THE PROBLEM:
The records below must be duplicated exactly, character for character.

# # # # #

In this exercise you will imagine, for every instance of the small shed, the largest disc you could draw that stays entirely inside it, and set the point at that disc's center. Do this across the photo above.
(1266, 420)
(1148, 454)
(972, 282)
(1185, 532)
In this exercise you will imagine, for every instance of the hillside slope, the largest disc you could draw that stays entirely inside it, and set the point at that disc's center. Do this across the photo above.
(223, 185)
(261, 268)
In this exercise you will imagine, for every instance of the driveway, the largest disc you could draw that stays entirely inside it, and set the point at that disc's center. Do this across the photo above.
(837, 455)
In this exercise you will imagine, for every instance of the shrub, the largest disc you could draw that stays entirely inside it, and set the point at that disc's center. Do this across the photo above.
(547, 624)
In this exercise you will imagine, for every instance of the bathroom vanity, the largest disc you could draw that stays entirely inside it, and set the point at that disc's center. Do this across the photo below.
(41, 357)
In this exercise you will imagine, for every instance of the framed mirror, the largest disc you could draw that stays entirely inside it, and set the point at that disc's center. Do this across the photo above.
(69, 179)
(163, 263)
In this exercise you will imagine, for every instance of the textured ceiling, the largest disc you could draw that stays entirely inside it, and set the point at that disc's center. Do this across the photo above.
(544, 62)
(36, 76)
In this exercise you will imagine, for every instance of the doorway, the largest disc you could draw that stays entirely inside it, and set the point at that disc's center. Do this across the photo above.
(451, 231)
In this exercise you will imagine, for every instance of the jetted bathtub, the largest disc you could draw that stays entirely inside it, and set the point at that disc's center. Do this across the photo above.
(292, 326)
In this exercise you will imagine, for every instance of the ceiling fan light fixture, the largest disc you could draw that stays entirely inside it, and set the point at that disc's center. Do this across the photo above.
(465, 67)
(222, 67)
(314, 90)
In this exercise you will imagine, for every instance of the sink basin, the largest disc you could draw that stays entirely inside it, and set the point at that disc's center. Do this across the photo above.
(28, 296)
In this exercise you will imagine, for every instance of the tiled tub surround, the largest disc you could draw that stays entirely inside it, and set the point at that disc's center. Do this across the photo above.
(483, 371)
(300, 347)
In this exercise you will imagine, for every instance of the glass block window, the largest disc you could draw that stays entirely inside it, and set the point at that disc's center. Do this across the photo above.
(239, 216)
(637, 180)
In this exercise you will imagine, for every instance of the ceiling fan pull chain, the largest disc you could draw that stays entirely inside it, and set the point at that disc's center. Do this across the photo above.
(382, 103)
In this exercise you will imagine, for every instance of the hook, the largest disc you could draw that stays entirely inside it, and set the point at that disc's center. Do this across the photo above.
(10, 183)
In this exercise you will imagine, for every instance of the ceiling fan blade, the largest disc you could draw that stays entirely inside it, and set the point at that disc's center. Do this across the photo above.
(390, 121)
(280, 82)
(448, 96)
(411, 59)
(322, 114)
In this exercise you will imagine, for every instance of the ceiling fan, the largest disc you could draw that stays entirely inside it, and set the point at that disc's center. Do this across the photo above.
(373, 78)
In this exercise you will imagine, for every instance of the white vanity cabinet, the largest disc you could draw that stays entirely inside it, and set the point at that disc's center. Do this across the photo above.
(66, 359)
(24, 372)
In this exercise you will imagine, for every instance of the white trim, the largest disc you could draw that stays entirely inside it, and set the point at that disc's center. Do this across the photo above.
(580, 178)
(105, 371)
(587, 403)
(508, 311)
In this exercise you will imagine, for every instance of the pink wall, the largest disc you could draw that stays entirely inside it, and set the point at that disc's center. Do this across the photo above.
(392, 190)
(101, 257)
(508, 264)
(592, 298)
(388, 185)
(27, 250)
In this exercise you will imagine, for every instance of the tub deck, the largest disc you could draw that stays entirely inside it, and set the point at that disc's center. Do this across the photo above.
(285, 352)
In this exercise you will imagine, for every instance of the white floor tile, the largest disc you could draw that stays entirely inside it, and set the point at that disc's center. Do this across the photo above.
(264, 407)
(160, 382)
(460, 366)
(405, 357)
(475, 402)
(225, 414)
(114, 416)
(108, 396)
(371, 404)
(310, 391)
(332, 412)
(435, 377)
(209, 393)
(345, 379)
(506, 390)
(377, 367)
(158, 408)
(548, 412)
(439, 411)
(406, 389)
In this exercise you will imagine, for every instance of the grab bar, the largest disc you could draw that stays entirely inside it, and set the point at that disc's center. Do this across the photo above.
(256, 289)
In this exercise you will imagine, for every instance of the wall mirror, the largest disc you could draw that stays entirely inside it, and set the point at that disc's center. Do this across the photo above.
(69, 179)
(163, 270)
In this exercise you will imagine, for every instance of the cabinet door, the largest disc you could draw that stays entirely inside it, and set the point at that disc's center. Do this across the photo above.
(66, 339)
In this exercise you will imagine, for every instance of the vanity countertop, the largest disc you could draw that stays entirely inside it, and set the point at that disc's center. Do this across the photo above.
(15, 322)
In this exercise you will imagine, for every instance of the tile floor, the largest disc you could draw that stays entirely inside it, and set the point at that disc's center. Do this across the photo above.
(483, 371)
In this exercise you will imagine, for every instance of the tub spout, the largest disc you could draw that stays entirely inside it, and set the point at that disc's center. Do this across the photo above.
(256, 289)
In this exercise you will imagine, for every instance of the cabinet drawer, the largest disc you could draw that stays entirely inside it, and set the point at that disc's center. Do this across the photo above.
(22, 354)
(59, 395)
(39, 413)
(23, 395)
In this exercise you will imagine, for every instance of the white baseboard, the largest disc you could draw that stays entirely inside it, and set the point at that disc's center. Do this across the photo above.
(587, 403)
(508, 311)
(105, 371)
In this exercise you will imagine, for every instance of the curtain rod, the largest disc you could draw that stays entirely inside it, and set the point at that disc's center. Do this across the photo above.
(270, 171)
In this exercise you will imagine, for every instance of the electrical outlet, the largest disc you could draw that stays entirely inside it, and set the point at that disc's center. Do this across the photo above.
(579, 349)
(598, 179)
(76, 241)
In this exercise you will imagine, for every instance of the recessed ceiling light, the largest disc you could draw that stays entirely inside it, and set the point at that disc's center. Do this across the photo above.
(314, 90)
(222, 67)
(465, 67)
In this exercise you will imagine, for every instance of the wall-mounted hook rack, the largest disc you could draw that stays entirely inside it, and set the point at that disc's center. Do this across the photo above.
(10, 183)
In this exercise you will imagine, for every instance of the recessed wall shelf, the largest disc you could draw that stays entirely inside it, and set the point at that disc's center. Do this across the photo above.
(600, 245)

# # # # #

WORKED SOLUTION:
In this exercise you will imagine, for every instance of the small shed, the largest disc you could draw that stays entirely inside it, and set the point at that disc's center. Do this across the photo above.
(1266, 420)
(1148, 454)
(972, 282)
(1185, 532)
In this exercise you will imagine, for every instance of the hillside slope, the largest disc you could draw that stays entirely inside it, and set the point at that disc's center. Do this across the photo above.
(223, 185)
(261, 268)
In this exercise you will imagine, for every instance of the driveway, the largest disc you could draw that stays entirely inside it, and set the point at that disc's center. Do this across the photo above.
(837, 455)
In this exercise you will imagine, for every instance of the shrub, the largest disc you could draw that stays entirely inside it, and set the point at that disc's center. Do this across the photo above.
(547, 624)
In this exercise you will imagine, for every instance of the bathroom vanity, the largest disc you could draw that stays entirely inside it, and set the point at that disc's center. Do this across the photo below.
(41, 357)
In this exercise you will imagine, for every instance of the framed mirror, the largest disc you could draw that stays entirely inside it, and set the point at that disc's center. Do this across the photo above.
(69, 179)
(163, 263)
In this exercise you will imagine, for every instance of the textured ceiling, the largest disc you could draw that stays entirely inside it, and set the point at that disc's center. Do this across the photo above.
(544, 62)
(36, 76)
In this exercise you will imagine, for every instance of the doorway, the largest disc you could draw that stays entirely inside it, and set the point at that disc's center. Do this across the photo above.
(451, 231)
In this exercise you will imagine, for every instance of the jetted bathtub, the largest disc you could draw that stays entirely inside it, and set the point at that disc's center. Do this across the photo above.
(292, 326)
In this exercise you will imagine, for every instance of the ceiling fan light fixture, the largest disc you could draw that stays entirely inside it, and set the point at that disc's center. Do this across the photo above.
(465, 67)
(222, 67)
(314, 90)
In this exercise you will imagine, for every instance of the sink basin, the largest disc you could draw that stays entirely inside it, and set the point at that disc's center. Do this across the photo above.
(28, 296)
In this exercise you will imagine, for every instance of the tiled tub surround, the largest disc you could draw that stays entirely inside it, and set the point at that disc's center. Do this across the photo above.
(483, 371)
(300, 347)
In this exercise you will imagine, for every instance of the glass block window, the largest disc you could draw that stays entirely inside it, and set the point at that disc's center. Do this across the photo above.
(239, 216)
(637, 180)
In this exercise you will imagine, for every instance of the ceiling fan pull chain, the largest disc you could draw that stays entirely inside it, and set the point at that disc's center. Do this across the photo above.
(382, 103)
In this exercise you will imagine, for every instance of the hook, the largest disc you could draw that stays entirely inside it, and set the point at that disc's center. Do this across the photo above.
(10, 183)
In this exercise you will imagine, for every instance of the ceiling fan blade, the largest disc you could draw that stays entirely inside it, and set the point at that disc's center. Do this across the photo above.
(390, 121)
(280, 82)
(448, 96)
(411, 59)
(322, 114)
In this exercise you will imagine, for every instance of the ceiling fan, the largest disc you could draw that stays entirely inside it, and set the point at that disc's center. Do this across the photo above.
(373, 78)
In this exercise you will imagine, for every instance of the white vanity cabinet, the largest disc you could draw that stays entirely inside it, and set the point at that disc's center. Do this across the photo above.
(66, 359)
(24, 372)
In this exercise you will imagine, for every instance of the white trim, the largest disc you could draw that stays entirely inside it, and set the point at that disc's center. Do this across the photo above.
(580, 178)
(105, 371)
(587, 403)
(508, 311)
In this exercise you will imagine, for every instance of the pink wall, the largest disc you could draw that stays entirely inside it, and set the point at that disc's center. Do this across the photo above.
(392, 190)
(101, 257)
(508, 264)
(592, 298)
(388, 185)
(27, 250)
In this exercise you will imagine, for every instance of the tub deck, the largest disc you could draw that stays entirely inside it, and set the point at that disc's center. Do this across the photo above.
(285, 352)
In this exercise you will imagine, for every instance of the white floor tile, the largest disc you could draw that stays entirely inside it, and set the point at that disc's center. Do this across the photo above.
(264, 407)
(160, 382)
(460, 366)
(405, 357)
(475, 402)
(225, 414)
(114, 416)
(108, 396)
(371, 404)
(310, 391)
(332, 412)
(435, 377)
(209, 393)
(345, 379)
(506, 390)
(377, 367)
(158, 408)
(548, 412)
(439, 411)
(406, 389)
In this exercise you will imagine, for every instance of the grab bar, the largest disc you could draw that stays entirely inside it, and set the point at that disc's center. Do this across the photo above.
(256, 289)
In this exercise you will imagine, for every instance of the wall mirror, the largest disc you could draw that stays entirely inside it, and set the point at that disc's center. Do this across the photo above.
(69, 179)
(163, 270)
In this exercise you will imagine, for every instance of the cabinet door, the largest disc you could draw that stays entirely inside it, and set the point at that disc's center. Do this across the photo above.
(66, 339)
In this exercise you will imagine, for every instance of the vanity countertop, the largest disc you could draw that stays entirely inside it, and set the point at that disc's center. Do this across the photo above.
(15, 322)
In this exercise you will imagine, for every instance of the tile floor, the largest disc you could draw that stays entirely inside it, and set the point at that disc's center. Do this across the photo above.
(483, 371)
In this exercise you will imagine, for every instance of the tub spout, the largest disc you could draw that stays entirely inside it, and set the point at that disc's center. Do this across the photo above.
(256, 289)
In this exercise you will imagine, for every instance of the cabinet drawer, the largest disc you could draw that stays entirely inside it, and set the point at that disc's center. Do this across the photo above.
(22, 354)
(59, 395)
(39, 413)
(23, 395)
In this exercise you will imagine, for every instance of the white baseboard, the largest disc you could draw that stays entirely inside it, and set the point at that disc's center. Do this across the photo above.
(587, 403)
(508, 311)
(105, 371)
In this exercise you will imagine, for every instance of the curtain rod, the largest disc you could draw that stays entirely inside it, and set the point at that disc's center. Do this across the photo above.
(270, 171)
In this exercise you will imagine, for every instance of the electrical outlet, the largest disc you could draw that stays entirely inside it, and set the point at that disc's center. Do this across the photo above.
(579, 349)
(598, 179)
(76, 241)
In this exercise you will imagine, for every instance of the recessed ceiling light, the largest disc you could draw that stays entirely inside it, and set the point at that disc's center. Do this across the photo above.
(314, 90)
(222, 67)
(465, 67)
In this exercise you will imagine, for every instance of the wall-mounted hook rack, the largest disc you could draw that stays entirely inside it, and set the point at that disc's center. Do this across the photo above.
(10, 183)
In this exercise you will imagine, for every instance of the recessed wall shelf, the largest disc you could draw that stays entirely inside it, and set the point at that disc's center. Do this across the photo above.
(600, 245)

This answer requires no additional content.